#### Task statement:
Extract every line from the listing below that contains the string "blurred", treating uppercase and lowercase as different.

[Coordinate labeling data]

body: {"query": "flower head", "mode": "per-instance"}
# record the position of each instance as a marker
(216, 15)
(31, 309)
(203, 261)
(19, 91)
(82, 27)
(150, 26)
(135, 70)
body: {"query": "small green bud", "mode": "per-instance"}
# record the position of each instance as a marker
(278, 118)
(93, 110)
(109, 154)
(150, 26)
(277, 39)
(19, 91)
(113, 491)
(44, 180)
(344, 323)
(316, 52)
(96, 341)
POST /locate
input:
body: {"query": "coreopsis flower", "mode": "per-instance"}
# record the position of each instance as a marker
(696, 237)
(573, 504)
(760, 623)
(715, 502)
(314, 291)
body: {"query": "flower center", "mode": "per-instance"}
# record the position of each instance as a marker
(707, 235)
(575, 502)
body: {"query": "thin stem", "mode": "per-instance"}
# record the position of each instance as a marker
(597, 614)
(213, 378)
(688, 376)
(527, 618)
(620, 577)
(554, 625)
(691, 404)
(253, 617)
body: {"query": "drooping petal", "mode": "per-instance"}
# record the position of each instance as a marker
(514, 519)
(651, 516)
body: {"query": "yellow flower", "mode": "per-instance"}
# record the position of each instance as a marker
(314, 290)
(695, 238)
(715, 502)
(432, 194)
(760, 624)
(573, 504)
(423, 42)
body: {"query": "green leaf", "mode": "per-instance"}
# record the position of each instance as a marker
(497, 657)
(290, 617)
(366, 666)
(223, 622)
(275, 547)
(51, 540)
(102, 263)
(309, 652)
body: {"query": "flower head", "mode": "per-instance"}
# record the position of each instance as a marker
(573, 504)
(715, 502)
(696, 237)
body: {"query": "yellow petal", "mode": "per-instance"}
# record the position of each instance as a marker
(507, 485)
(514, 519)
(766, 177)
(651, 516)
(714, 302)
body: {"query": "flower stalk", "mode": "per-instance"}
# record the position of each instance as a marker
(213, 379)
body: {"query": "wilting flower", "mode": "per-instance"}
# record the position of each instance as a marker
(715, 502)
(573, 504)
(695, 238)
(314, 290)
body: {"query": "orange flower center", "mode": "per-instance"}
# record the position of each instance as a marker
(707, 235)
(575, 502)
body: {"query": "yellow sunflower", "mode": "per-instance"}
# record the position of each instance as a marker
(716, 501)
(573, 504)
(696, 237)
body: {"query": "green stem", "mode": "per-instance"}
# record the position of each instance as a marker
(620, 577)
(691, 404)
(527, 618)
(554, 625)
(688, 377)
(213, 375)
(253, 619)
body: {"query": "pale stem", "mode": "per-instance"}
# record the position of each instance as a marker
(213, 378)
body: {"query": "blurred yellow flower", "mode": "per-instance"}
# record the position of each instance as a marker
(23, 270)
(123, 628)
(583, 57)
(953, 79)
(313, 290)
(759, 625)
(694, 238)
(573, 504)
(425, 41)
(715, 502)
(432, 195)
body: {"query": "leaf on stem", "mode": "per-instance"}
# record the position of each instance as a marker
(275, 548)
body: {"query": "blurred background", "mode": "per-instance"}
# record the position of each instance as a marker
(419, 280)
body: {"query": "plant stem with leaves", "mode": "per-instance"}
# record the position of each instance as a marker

#### Finished exercise:
body: {"query": "blurred yellow flower", "mode": "per-instance"}
body: {"query": "blurred background", "mode": "per-instance"}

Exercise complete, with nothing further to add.